* [Task]: Collect every line of the data below that contains the word "yellow", and copy each of those lines out. Case counts.

Source data:
>> Start

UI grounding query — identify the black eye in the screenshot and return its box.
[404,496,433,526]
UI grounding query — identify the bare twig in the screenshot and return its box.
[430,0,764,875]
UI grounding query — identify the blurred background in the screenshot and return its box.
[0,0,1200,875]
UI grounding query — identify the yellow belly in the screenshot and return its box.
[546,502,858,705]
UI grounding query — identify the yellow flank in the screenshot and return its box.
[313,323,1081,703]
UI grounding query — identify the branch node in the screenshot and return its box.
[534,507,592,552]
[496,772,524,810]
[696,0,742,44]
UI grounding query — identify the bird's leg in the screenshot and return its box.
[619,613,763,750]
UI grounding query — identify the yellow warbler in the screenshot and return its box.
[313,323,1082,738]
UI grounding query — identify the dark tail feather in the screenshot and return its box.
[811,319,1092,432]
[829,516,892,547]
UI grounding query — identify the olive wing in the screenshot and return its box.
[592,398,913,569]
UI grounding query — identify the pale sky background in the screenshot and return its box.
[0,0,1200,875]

>> End

* [Correct response]:
UI grounding query — identify the yellow belly in the screenshot and return its box.
UI grounding query — identify the yellow flank in the screenshot and return its box.
UI grounding query — identify the yellow warbler in the screenshot and return its box.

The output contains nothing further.